* **INSTRUCTIONS TO FOLLOW**:
Copy the listing below, substituting "residential block" for every occurrence of "apartment building" and leaving everything else unchanged.
○ ○ ○ ○ ○
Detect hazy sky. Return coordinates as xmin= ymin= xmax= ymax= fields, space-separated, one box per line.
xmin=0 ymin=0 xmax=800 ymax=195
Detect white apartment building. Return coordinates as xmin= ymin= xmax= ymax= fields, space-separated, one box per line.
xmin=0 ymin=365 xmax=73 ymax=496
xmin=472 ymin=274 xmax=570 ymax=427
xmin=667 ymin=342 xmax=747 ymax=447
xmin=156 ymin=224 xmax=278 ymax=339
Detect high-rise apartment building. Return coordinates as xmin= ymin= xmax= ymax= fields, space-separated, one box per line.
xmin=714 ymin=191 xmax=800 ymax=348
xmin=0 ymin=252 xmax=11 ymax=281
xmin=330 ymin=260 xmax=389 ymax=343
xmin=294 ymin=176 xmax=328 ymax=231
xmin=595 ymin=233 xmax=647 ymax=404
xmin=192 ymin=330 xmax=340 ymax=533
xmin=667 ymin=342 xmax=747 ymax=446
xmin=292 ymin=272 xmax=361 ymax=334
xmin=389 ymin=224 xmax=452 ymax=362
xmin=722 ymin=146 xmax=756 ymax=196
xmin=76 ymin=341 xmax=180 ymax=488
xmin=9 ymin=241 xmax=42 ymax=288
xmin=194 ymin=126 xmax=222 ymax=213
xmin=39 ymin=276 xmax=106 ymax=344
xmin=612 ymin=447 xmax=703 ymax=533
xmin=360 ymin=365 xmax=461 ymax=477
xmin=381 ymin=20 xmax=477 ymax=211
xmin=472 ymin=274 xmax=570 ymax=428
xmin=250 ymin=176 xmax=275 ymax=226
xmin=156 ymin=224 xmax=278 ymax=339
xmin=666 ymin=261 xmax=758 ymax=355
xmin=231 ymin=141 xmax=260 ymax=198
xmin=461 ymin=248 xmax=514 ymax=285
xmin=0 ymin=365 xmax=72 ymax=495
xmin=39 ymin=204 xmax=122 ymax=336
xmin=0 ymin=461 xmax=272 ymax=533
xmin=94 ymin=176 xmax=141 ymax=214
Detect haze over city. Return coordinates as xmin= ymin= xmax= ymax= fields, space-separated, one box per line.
○ ○ ○ ○ ○
* **REPLY TO THE EXERCISE**:
Detect hazy sky. Return coordinates as xmin= ymin= xmax= ymax= fields, space-separated, one box per line.
xmin=0 ymin=0 xmax=800 ymax=195
Detect white residential block. Return coordinates as xmin= ymin= xmax= ymax= fields, space-separated, one box per line.
xmin=0 ymin=365 xmax=73 ymax=496
xmin=472 ymin=274 xmax=570 ymax=427
xmin=667 ymin=342 xmax=747 ymax=447
xmin=156 ymin=224 xmax=278 ymax=339
Detect high-rise residential block. Return coordinates as xmin= ymin= xmax= ymax= fields, space-separated, one box per line.
xmin=714 ymin=191 xmax=800 ymax=348
xmin=0 ymin=252 xmax=11 ymax=281
xmin=330 ymin=260 xmax=389 ymax=343
xmin=294 ymin=176 xmax=328 ymax=231
xmin=595 ymin=233 xmax=647 ymax=404
xmin=192 ymin=330 xmax=340 ymax=533
xmin=667 ymin=342 xmax=747 ymax=446
xmin=292 ymin=272 xmax=361 ymax=334
xmin=389 ymin=224 xmax=452 ymax=362
xmin=722 ymin=146 xmax=756 ymax=196
xmin=76 ymin=341 xmax=180 ymax=488
xmin=9 ymin=241 xmax=42 ymax=288
xmin=194 ymin=126 xmax=222 ymax=213
xmin=39 ymin=276 xmax=106 ymax=344
xmin=612 ymin=447 xmax=703 ymax=533
xmin=360 ymin=365 xmax=461 ymax=477
xmin=381 ymin=20 xmax=477 ymax=211
xmin=472 ymin=274 xmax=570 ymax=428
xmin=250 ymin=176 xmax=275 ymax=226
xmin=156 ymin=224 xmax=278 ymax=339
xmin=666 ymin=261 xmax=758 ymax=355
xmin=231 ymin=141 xmax=260 ymax=198
xmin=461 ymin=248 xmax=514 ymax=285
xmin=0 ymin=365 xmax=72 ymax=495
xmin=39 ymin=204 xmax=122 ymax=336
xmin=0 ymin=461 xmax=272 ymax=533
xmin=94 ymin=176 xmax=141 ymax=214
Detect haze over city. Return coordinates as xmin= ymin= xmax= ymax= fields, space-separated, one box per line.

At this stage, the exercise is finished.